GIVEN TEXT:
GWENT'S health board anticipated receiving almost £26.7 million of funding this year for the long-awaited Specialist and Critical Care Centre (SCCC) - subject to approval of the full business case.

The latter - a document which describes the £295 million proposal in forensic detail - has been with Welsh Government officials in Cardiff since early last autumn.

It had been hoped that former health minister Mark Drakeford would sign off the project before the dissolution of the previous Welsh Government early in April, but that decision will now fall to his successor in the post, Vaughan Gething.

Aneurin Bevan University Health Board chiefs are hoping he will approve the project sooner rather than later, to unlock the money, though not all of it will now be required during 2016/17, given that the original proposed amount was based on receiving approval in March.

Approval will enable the preparatory work to take place on what will be a three-year building programme.

The total amount required for the SCCC would come from All Wales Capital Programme funding, though the lion's share of it would be allocated next year and the year after that, again subject to approval this year.

The health board had hoped a pre-election approval for the full business case would pave the way for an opening of the SCCC in the late summer of 2019, but it is now set to be 2020 before it begins to take in patients, as an opening during a busy winter is likely to be avoided.

Schemes which have already attracted capital programme funding include the ongoing £2.9m revamp of the emergency department at the Royal Gwent Hospital, which includes an extension to the minor injuries unit.

And the Royal Gwent's cardiac catheterisation laboratory - which provides heart tests for patients from throughout Gwent - is to be replaced at a cost of around £1.8m.

There is also a plan to upgrade the neo-natal intensive care unit at the Royal Gwent at a cost of around £2m.

This is part of a regional neo-natal programme involving three other health boards however, and approval has been delayed by the need for further work by these health boards on their projects.

[Region pointing data]
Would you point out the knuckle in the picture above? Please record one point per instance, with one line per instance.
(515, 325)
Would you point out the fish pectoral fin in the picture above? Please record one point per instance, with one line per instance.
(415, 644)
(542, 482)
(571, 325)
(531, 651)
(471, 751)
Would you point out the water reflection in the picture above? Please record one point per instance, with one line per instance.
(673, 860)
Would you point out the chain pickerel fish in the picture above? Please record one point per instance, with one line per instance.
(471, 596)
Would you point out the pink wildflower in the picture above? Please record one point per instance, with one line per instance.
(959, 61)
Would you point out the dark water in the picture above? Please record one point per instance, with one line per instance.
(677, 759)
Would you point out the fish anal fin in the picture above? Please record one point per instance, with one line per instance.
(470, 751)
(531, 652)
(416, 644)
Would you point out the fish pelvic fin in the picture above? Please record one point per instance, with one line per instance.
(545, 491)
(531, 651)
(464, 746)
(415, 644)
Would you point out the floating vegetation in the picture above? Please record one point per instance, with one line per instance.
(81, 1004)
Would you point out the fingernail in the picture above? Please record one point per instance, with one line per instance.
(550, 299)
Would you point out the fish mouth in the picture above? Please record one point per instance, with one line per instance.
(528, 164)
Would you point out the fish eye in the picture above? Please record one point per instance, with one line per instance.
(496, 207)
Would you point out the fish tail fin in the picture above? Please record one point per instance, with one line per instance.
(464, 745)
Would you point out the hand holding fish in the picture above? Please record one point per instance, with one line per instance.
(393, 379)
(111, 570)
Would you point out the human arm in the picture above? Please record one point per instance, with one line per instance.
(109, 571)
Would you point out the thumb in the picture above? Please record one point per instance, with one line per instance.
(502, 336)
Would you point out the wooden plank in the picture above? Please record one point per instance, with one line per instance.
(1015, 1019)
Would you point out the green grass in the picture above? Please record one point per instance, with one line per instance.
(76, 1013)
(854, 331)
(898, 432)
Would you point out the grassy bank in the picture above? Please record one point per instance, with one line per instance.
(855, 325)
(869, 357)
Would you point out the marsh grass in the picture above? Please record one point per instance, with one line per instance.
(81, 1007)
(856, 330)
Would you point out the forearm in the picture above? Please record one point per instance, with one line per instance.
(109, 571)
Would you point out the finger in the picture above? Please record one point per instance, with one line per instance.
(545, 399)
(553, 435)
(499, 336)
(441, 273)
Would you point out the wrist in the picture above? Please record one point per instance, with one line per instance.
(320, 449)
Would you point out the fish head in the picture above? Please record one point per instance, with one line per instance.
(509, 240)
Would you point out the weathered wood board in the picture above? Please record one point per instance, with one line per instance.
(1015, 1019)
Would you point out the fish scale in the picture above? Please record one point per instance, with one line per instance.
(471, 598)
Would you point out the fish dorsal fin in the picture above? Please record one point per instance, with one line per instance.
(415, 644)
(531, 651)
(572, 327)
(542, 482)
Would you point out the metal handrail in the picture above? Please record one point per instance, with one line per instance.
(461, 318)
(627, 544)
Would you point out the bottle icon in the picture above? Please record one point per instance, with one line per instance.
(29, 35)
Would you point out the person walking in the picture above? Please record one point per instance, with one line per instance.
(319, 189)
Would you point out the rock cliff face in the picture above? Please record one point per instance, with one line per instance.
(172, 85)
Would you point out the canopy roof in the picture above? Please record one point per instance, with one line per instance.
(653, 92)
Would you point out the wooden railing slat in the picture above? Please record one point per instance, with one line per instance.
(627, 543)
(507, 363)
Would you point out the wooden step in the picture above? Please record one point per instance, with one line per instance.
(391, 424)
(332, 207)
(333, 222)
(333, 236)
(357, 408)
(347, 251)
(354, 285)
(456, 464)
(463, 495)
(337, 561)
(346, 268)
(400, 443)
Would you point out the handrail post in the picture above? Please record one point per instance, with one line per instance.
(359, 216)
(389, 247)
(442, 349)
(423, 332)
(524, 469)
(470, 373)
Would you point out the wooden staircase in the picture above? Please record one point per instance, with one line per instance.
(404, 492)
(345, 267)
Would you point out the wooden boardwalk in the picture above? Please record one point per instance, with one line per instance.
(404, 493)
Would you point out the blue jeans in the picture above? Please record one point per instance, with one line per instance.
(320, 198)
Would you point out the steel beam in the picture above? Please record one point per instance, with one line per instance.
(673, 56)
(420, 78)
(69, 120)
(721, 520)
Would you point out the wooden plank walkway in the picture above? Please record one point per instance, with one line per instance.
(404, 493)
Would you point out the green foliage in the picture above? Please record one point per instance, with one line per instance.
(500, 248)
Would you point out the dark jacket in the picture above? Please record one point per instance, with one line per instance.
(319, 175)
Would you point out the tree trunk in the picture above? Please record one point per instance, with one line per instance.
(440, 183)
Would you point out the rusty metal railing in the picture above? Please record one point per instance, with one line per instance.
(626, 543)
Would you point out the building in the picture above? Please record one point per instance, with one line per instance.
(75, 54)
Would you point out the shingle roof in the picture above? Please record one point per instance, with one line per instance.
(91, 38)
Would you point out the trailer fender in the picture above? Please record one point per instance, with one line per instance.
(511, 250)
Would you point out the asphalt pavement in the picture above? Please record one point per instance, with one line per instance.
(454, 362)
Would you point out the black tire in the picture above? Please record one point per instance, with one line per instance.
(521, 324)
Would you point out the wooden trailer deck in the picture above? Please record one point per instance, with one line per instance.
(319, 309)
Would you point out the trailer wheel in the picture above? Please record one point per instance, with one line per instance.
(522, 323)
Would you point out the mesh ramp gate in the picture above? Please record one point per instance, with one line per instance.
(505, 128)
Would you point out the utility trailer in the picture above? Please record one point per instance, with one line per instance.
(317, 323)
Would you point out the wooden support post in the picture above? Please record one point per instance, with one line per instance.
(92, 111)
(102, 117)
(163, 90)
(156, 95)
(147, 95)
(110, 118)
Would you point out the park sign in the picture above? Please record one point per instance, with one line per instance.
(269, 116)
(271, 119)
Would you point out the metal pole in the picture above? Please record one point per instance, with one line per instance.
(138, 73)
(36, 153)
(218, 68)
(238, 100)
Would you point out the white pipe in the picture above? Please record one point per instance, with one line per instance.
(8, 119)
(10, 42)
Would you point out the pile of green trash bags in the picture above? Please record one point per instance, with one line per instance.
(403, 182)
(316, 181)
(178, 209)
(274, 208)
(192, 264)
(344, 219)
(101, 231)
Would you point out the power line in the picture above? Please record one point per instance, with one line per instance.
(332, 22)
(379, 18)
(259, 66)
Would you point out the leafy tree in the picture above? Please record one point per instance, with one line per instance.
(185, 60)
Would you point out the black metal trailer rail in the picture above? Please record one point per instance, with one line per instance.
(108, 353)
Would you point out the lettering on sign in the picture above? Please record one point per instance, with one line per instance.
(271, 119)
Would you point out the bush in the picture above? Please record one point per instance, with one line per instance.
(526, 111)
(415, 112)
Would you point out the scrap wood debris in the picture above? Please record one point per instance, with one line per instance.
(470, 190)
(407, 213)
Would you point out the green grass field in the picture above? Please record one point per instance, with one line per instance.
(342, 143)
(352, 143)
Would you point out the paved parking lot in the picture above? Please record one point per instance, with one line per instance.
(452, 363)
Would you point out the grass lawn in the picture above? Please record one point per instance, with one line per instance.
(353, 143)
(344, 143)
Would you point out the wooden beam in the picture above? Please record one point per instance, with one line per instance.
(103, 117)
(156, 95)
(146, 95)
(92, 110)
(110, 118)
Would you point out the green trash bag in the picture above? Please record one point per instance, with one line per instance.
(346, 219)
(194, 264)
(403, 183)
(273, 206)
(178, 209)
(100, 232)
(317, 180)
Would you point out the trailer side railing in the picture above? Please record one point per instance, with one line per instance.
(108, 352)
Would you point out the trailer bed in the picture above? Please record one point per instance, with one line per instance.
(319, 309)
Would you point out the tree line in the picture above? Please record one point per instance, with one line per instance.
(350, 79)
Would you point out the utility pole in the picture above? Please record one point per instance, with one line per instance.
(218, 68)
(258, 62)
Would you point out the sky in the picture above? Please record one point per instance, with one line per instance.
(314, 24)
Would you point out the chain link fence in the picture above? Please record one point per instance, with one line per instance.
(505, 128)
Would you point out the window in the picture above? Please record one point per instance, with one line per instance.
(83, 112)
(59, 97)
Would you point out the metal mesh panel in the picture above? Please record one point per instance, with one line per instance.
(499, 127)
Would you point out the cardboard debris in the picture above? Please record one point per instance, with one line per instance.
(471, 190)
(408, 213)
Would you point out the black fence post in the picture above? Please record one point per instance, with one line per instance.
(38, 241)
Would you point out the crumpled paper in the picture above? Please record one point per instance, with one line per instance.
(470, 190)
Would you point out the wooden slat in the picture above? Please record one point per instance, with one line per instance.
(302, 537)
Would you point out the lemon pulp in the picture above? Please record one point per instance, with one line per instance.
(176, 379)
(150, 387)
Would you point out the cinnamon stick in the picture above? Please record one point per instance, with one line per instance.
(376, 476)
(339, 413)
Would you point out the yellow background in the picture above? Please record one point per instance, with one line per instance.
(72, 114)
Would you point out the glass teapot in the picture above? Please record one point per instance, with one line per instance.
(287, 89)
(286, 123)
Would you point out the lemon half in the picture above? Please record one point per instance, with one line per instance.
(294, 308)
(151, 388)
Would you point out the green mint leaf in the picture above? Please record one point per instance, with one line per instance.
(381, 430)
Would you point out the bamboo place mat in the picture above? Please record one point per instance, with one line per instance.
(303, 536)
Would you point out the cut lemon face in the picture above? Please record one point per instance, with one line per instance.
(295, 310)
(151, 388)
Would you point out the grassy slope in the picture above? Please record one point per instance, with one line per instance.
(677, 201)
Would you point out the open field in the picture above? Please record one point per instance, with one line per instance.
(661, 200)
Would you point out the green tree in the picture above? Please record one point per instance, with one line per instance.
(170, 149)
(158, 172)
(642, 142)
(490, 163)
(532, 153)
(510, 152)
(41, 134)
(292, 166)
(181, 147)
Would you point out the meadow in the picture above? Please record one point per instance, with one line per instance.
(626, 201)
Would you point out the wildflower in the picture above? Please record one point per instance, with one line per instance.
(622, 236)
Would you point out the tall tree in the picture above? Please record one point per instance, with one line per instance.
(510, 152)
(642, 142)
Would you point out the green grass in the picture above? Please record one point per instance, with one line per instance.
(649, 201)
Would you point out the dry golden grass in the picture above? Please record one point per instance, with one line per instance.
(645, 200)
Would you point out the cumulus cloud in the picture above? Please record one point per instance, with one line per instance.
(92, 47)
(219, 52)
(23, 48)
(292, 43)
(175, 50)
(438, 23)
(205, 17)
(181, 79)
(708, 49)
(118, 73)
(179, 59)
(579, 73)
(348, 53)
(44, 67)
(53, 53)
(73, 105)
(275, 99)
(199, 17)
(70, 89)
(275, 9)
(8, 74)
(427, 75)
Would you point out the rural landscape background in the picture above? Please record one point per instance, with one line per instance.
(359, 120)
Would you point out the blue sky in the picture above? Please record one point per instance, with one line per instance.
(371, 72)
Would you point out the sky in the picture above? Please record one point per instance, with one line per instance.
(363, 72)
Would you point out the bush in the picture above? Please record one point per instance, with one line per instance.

REQUIRED ACTION A: Can you rewrite the part of the Gwent hospital funding article between "Schemes which have" and "of around £1.8m.", inclusive, with "minor injuries unit" changed to "walk-in treatment unit"?
REQUIRED ACTION B: Does the Gwent hospital funding article support each of these statements? (i) The full business case has been with Welsh Government officials since early last autumn. (ii) Mark Drakeford signed off the project before the previous Welsh Government was dissolved. (iii) The upgrade of the neo-natal intensive care unit at the Royal Gwent is expected to cost around £2m.

RESPONSE A:
Schemes which have already attracted capital programme funding include the ongoing £2.9m revamp of the emergency department at the Royal Gwent Hospital, which includes an extension to the walk-in treatment unit.

And the Royal Gwent's cardiac catheterisation laboratory - which provides heart tests for patients from throughout Gwent - is to be replaced at a cost of around £1.8m.

RESPONSE B:
(i) Yes: "has been with Welsh Government officials in Cardiff since early last autumn."
(ii) No: "that decision will now fall to his successor in the post, Vaughan Gething."
(iii) Yes: "a plan to upgrade the neo-natal intensive care unit at the Royal Gwent at a cost of around £2m."